#### PROVIDED TEXT
* Start *

LISTSERV - LLTI Archives - LISTSERV.DARTMOUTH.EDU

--- Forwarded Message from "Philip A. Bralich, Ph.D." <[log in to unmask]> ---

>Date: Mon, 4 Jan 1999 15:38:02 -1000 (HST)
>To: [log in to unmask], [log in to unmask], [log in to unmask],        [log in to unmask], [log in to unmask], [log in to unmask]
>From: "Philip A. Bralich, Ph.D." <[log in to unmask]>
>Subject: Ergo's 1st ANNUAL PARSING CONTEST

------------------
Ergo Linguistic Technologies would like to announce its first
annual parsing contest based on a fixed set of sentences and a
fixed set of tasks to be performed on that set of sentences.
The area of NLP to be explored is that of increased syntactic
analysis to provide: 1) improvements in navigation and control
technology through more complex grammar, 2) improvements in the
implementation of question/answer, statement/response dialogs
with computers and computer characters, and 3) improvements in
web and database searching using natural anguage queries.  

The contest will be based on a comparison of results for parses of
a fixed set of sentences (included at end of this message) and
various tasks that can be performed as a result of those parses.
That is, the comparison will be based on the actual parse tree and
the ability to use that parsed output to generate theory independent
parse trees and output and to perform various NLP tasks.  The
judging will be based on the standards for evaluating NLP that have
been proposed previously on this list by myself and Derek Bickerton
and which are currently being developed into an ISO standard for the
Virtual Reality Modeling Language (VRML) as part of the VRML
Consortium's development efforts (http://www.vrml.org/WorkingGroups/
NLP-ANIM).  The standards proposed are theory and field independent
standards which allow both linguists and non-linguists to evaluate NLP
systems in the areas of navigation and control, question/answer
dialogues, and database and web searching.  I will also be at the
annual meeting of the Linguistic Society of America this week in Los
Angeles for those who would like to discuss this in more detail.  

The sentences chosen for this contest are rather simple, but as we find
more and more parsers that can accomplish the tasks on this list, we
will add more complex sentences and tasks to the list.  Please, be aware
that systems that may be designed for large corpora of unrestricted text
actually cannot work in this domain.  Thus, while such systems may be
useful for certain searching tasks, they are not useful in the domain
explored in this contest $F7 and this is evidenced by their inability to
perform on tests such as the one provide here.  

The full contest instructions and an HTML document of Ergo's results in
this area can be found at http://www.ergo-ling.com.  The standards were
designed to allow the developers of a parsing system (statistical or
syntactic) to demonstrate the thoroughness and accuracy of the parses they
produce by using the parsed output to perform a number of straightforward,
traditional syntactic tasks such as changing a statement to a question or
an active to a passive as well as demonstrating an ability to create
standard trees (Using the Penn Treebank II guidelines) and standard
grammatical analyses.  All the standards chosen were chosen to be theory
independent measures of the accuracy of a parse through the use of standard
and ordinary grammatical and syntactic output.

* End *

#### DATASET ENTRIES
* Start *

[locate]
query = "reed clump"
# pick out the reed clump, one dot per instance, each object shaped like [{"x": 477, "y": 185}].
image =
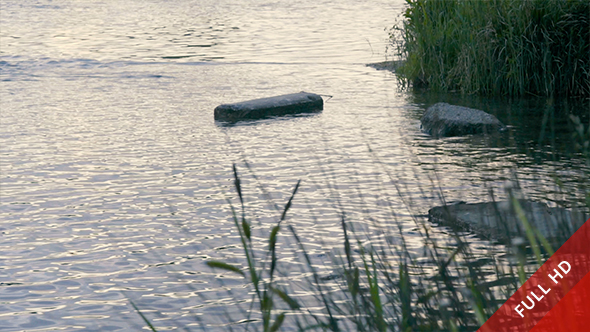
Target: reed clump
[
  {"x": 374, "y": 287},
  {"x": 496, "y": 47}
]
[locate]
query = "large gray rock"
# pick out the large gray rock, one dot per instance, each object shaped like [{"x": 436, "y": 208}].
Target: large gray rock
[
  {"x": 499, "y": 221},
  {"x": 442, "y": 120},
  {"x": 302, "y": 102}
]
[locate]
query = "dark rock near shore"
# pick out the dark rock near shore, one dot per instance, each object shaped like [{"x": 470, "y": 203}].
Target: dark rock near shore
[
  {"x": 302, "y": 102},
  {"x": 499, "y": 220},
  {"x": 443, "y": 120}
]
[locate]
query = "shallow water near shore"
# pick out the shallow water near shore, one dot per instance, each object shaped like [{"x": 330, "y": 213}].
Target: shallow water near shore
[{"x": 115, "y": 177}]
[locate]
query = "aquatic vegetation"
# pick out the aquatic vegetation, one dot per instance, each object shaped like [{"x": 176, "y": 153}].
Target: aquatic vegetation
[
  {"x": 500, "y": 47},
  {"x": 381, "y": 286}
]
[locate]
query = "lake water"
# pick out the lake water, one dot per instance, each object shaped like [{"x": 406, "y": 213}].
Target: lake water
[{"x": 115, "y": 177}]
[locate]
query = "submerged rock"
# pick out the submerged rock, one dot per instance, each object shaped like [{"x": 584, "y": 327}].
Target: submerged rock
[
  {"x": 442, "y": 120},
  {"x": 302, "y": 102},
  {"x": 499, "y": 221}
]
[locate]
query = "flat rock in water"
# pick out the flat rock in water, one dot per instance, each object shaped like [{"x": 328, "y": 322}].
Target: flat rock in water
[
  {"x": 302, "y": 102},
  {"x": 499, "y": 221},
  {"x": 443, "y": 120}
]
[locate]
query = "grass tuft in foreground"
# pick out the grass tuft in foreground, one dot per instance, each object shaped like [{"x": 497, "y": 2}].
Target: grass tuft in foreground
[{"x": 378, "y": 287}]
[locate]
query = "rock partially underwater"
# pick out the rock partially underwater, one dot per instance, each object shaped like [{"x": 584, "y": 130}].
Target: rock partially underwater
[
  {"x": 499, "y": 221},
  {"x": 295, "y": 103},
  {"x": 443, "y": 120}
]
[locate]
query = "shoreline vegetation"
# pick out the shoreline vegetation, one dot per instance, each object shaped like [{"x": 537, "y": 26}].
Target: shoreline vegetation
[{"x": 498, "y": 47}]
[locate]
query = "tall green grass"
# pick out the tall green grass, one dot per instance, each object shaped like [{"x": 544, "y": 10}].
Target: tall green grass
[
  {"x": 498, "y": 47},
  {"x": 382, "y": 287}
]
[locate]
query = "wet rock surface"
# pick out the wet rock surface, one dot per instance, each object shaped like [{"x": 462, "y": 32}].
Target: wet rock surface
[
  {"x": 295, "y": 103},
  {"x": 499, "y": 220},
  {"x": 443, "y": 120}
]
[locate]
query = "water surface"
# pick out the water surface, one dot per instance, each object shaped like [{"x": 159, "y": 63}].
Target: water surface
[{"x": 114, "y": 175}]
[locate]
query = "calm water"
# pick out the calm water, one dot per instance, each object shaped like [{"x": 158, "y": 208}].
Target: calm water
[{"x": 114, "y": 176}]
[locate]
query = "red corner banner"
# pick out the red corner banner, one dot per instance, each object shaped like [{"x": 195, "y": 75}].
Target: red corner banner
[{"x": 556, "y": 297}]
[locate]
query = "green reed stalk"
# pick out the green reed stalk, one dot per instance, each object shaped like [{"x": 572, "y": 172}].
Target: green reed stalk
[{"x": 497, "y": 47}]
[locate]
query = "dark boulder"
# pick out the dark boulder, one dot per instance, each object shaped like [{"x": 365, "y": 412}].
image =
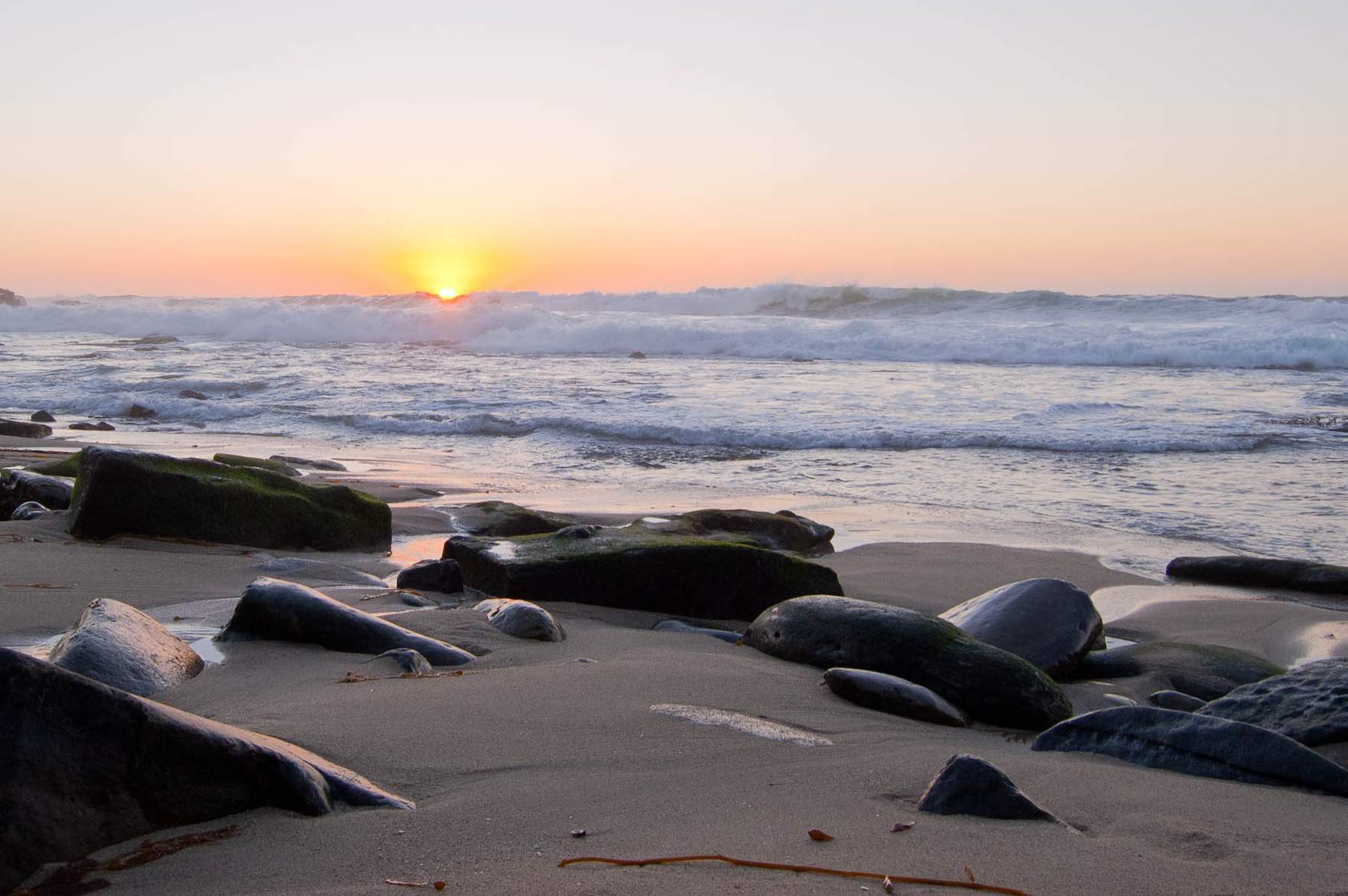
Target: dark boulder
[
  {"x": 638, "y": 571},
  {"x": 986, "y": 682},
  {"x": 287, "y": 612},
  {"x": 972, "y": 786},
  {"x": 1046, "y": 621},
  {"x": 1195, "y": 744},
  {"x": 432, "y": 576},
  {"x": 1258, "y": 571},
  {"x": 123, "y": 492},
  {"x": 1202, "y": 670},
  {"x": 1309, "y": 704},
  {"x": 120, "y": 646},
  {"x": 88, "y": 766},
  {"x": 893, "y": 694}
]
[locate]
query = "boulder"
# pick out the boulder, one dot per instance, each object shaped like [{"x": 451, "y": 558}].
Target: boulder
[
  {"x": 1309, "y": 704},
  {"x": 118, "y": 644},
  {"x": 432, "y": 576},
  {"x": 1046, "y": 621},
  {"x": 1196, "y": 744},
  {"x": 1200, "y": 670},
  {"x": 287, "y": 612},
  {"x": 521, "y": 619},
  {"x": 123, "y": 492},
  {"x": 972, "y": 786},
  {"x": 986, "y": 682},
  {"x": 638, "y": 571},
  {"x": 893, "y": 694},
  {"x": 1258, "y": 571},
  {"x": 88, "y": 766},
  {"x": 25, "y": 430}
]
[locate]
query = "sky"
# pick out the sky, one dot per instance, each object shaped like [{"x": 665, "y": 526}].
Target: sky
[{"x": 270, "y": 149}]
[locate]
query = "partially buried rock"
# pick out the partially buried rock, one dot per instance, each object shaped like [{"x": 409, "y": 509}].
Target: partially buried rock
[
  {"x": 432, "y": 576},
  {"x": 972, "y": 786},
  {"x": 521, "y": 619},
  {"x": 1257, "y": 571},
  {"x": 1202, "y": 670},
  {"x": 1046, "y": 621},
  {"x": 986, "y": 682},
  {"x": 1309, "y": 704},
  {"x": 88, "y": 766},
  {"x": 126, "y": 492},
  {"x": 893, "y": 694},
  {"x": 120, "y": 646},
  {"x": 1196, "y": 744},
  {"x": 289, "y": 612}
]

* End *

#### WORK TO COMPLETE
A. In the parsing contest announcement, rewrite the paragraph beginning "The full contest instructions" as a short bulleted list that keeps its main facts.
B. Quote the parsing contest announcement from "--- Forwarded Message" up to and including "set of sentences.".

#### SOLUTIONS FOR EACH TASK
A.
- The full contest instructions and an HTML document of Ergo's results are at http://www.ergo-ling.com.
- The standards let developers of a parsing system, statistical or syntactic, show how thorough and accurate their parses are.
- Developers do this by using the parsed output for straightforward, traditional syntactic tasks, such as changing a statement to a question or an active to a passive.
- Developers also show that they can create standard trees, following the Penn Treebank II guidelines, and standard grammatical analyses.
- All the standards were chosen as theory-independent measures of parse accuracy, based on standard and ordinary grammatical and syntactic output.

B.
--- Forwarded Message from "Philip A. Bralich, Ph.D." <[log in to unmask]> ---

>Date: Mon, 4 Jan 1999 15:38:02 -1000 (HST)
>To: [log in to unmask], [log in to unmask], [log in to unmask],        [log in to unmask], [log in to unmask], [log in to unmask]
>From: "Philip A. Bralich, Ph.D." <[log in to unmask]>
>Subject: Ergo's 1st ANNUAL PARSING CONTEST

------------------
Ergo Linguistic Technologies would like to announce its first
annual parsing contest based on a fixed set of sentences and a
fixed set of tasks to be performed on that set of sentences.